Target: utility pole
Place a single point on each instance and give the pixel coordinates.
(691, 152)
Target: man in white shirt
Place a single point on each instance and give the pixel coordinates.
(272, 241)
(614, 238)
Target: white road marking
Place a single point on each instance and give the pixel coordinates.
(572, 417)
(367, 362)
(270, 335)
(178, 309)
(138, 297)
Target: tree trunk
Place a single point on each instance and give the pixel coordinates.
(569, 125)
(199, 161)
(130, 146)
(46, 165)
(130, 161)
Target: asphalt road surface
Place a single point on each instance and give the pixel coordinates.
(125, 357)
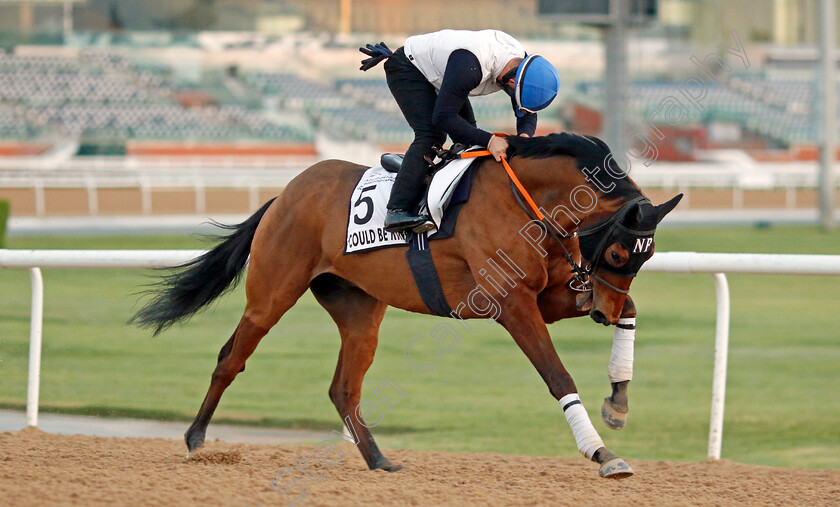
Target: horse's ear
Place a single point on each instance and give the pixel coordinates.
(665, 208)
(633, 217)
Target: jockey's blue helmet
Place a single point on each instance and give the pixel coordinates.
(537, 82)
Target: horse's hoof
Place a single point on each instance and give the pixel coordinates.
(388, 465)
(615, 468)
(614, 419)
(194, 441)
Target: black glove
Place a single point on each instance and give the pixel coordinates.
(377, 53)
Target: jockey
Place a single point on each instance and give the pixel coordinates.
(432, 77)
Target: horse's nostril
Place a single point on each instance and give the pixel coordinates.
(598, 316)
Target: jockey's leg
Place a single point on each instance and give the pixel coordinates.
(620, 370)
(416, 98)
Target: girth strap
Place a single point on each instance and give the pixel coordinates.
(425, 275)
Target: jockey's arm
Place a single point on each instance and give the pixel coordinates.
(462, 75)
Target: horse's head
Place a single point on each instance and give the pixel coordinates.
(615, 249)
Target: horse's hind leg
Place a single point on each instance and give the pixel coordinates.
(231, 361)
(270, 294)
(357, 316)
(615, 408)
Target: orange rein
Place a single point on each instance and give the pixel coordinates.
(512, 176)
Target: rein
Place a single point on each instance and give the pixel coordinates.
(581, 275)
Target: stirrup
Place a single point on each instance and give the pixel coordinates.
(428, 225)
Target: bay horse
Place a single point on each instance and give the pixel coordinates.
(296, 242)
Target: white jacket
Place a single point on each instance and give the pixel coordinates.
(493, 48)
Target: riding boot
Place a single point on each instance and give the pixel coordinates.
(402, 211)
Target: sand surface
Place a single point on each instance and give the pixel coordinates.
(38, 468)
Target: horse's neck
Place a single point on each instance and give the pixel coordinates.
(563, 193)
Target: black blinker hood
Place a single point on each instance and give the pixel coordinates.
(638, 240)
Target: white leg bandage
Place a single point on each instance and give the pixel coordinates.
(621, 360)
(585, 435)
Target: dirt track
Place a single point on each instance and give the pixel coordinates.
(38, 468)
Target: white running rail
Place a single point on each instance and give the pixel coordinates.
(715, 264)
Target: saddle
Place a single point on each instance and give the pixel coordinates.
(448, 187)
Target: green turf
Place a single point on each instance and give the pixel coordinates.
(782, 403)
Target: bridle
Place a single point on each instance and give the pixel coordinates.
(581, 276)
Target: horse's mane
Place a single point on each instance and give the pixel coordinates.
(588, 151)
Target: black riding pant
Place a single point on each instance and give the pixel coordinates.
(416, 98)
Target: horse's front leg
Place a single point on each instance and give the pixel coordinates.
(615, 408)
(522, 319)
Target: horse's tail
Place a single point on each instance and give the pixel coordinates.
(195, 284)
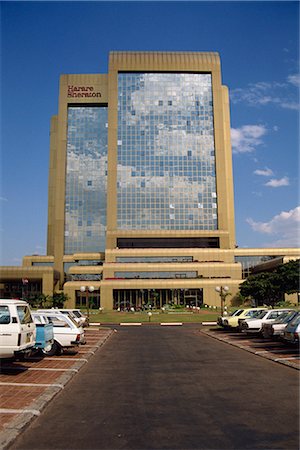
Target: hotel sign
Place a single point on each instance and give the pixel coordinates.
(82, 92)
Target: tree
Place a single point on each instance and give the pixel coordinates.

*Exercise description*: Whichever lines of the records above hold the word "surface" should all be copied out.

*Output of the exercise*:
Target: asphalt road surface
Target: sand surface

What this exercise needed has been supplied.